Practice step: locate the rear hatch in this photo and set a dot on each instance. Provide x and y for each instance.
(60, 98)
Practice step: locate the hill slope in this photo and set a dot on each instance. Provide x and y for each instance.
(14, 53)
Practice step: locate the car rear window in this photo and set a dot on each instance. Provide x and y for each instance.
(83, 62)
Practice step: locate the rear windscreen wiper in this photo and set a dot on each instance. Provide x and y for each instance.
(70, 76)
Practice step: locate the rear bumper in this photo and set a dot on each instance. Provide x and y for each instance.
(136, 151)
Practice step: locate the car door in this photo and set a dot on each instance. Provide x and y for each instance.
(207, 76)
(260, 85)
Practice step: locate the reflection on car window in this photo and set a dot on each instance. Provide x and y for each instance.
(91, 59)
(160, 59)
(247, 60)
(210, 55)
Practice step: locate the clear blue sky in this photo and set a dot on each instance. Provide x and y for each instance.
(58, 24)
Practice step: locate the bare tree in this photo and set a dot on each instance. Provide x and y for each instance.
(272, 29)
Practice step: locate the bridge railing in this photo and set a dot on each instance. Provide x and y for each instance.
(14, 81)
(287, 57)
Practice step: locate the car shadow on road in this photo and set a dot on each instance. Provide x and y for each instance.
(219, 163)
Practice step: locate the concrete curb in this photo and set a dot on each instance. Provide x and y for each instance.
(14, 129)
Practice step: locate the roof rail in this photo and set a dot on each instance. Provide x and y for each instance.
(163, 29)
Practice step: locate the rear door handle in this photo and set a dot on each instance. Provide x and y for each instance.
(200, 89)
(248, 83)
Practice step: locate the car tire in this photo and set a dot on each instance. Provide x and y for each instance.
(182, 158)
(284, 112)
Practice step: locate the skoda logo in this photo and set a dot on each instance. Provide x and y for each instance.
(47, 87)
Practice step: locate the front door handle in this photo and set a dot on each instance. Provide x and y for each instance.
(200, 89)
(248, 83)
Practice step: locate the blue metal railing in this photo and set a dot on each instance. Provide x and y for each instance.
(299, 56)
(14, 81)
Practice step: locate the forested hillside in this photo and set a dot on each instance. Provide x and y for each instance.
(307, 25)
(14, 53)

■ Instructions to follow
Quote, without alteration, the final stretch of the entries: the line with "Practice step: locate the rear door" onward to the last line.

■ Answer to the exercise
Practice step: locate the rear door handle in this photo and set a dot on each instance. Provide x and y for each instance.
(200, 89)
(248, 83)
Practice step: locate the car tire in this photo and set a dot on each instance. Provide x and y for each instance.
(182, 158)
(284, 112)
Practice step: locate the skoda logo in this photo and set a dot on each instance. Provide x and y for each instance.
(47, 87)
Practice step: locate the front door handle in this photo and set a dot on each instance. Provide x and y for each instance.
(200, 89)
(248, 83)
Practice step: locate the blue metal railing in this photo and set a dot on each instance. Provide x and y for each instance.
(299, 56)
(14, 81)
Practice step: locate the forested hillside in this photo and set a dot on each instance. Provide x and y for each instance.
(307, 25)
(14, 53)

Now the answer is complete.